--- start of Document text ---

Ubuntu – Here I come

2009 July 15
by Christian

My previous experiences with non- big sister operating systems are limited to OS/2 Warp and Suse Linux. The first was my primary OS for many months (in the times of Windows 3.1, as it did everything… better). Life with Suse on the other hand, ah! that was something of an experience. And not a happy one, either. Very short, though. Fortunately.

Installation (with the help of something I recall being called “Yast”, which always made me think of yeast. Not pleasant) was not nearly as straightforward as they claimed. And when the assistant told me that it was done doing its job and I found myself sitting in front of a black screen with a blinking cursor (despite having chosen to install something called a KDE), I called it a day. Suse was unceremoniously fdisked and big sister’s win95 went back onto my screaming 10k rpm scsi hard disks.

Since then, I haven’t touched anything calling itself an OS if it wasn’t designed in Redmond, WA. When Ubuntu came along, I downloaded it and started it up, once, just to see. I thought it was rather pretty, but I was a bit underwhelmed, so I didn’t install and then forgot about it again. When I got my laptop (HP Pavillion dv3550ez) it came equipped with Vista. Now, I’d heard all the bad things that are being said about that OS, and I suppose they’re true. How’s this for an example: a newly booted Vista is idling (1.5 minutes pure boot time, then all the services and agents and applications initialising for another 3 minutes) with 0.9GB memory occupied. Doesn’t look like optimised use of resources to me. In and of itself, this is not a tragedy, but it does rather seem like a waste.

That’s when I remembered Ubuntu and I decided to give it another go. The download was easy and fast. Deciding on a setup option was not quite as simple a task. Sometimes, having too many choices isn’t the best of things (options always come with both a value and a cost, the cost often gets ignored). Should I

  • Remove Vista and completely remplace it with Ubuntu (not a wise choice with no experience in using the thing, IMO)

--- end of Document text ---
--- start of Record excerpts ---

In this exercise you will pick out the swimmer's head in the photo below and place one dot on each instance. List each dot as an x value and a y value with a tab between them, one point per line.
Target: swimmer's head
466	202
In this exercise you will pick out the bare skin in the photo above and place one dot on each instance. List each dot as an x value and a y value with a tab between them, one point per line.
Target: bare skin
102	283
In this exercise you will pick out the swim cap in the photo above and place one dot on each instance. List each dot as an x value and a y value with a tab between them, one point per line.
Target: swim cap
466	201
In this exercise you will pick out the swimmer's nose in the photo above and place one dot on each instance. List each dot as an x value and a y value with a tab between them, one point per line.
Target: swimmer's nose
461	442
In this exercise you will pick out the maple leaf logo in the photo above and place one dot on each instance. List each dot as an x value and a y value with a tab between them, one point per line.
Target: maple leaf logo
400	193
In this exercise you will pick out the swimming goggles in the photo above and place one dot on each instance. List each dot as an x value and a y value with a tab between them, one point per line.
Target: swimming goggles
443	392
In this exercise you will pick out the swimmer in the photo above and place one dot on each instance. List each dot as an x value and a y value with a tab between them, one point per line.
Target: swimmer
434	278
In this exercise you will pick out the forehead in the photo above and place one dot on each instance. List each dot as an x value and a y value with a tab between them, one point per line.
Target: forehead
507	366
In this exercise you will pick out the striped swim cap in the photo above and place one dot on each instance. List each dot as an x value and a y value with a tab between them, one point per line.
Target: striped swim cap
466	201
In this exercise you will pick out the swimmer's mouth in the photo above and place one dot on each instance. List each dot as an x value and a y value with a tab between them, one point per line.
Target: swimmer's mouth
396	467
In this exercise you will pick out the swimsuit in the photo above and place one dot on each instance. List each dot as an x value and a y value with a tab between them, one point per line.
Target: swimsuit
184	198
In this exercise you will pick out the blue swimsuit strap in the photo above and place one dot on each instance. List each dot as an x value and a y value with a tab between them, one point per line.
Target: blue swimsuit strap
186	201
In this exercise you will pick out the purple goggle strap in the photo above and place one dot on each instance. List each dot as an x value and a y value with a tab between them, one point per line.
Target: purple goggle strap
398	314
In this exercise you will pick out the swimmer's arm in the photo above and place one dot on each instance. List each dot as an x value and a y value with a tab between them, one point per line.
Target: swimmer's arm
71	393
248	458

--- end of Record excerpts ---

**Exercise tasks**.
1 – Set down the Ubuntu blog post word for word, from "Installation (with the" up to and including "scsi hard disks.".
2 – Name every operating system the Ubuntu blog post mentions by name.
3 – Write what comes next in the Ubuntu blog post, picking up after its last sentence.
Nothing in the source records is needed here.

**The results**.
1 –
Installation (with the help of something I recall being called “Yast”, which always made me think of yeast. Not pleasant) was not nearly as straightforward as they claimed. And when the assistant told me that it was done doing its job and I found myself sitting in front of a black screen with a blinking cursor (despite having chosen to install something called a KDE), I called it a day. Suse was unceremoniously fdisked and big sister’s win95 went back onto my screaming 10k rpm scsi hard disks.

2 – OS/2 Warp, Suse Linux, Windows 3.1, win95, Vista, Ubuntu

3 –
  • Set up Ubuntu as a Windows Application (this, I think, is quite ingenious, as it even allows you to use Windows’ “Remove software” feature to get rid of Ubuntu in case you don’t like it. However, since it will then be using the same file system, it claims to suffer from small performance hits)
  • Or set Ubuntu up on its own partitions, with a dual boot option to be able to choose between Vista and Ubuntu on startup?

I went with the third option, as it just seemed the right thing to do. I mean, if you’re going to do something, might as well do it right. Right?
The installation assistant is very straightforward and, well…. assists you. Not many choices (language, location,keyboard layout, user, password), then the question of where to install (remove previous operating system, or dual boot setup, answered by choosing option #2), from there on it’s all automatic. Very pain free, and the whole operation takes no more than 15 minutes.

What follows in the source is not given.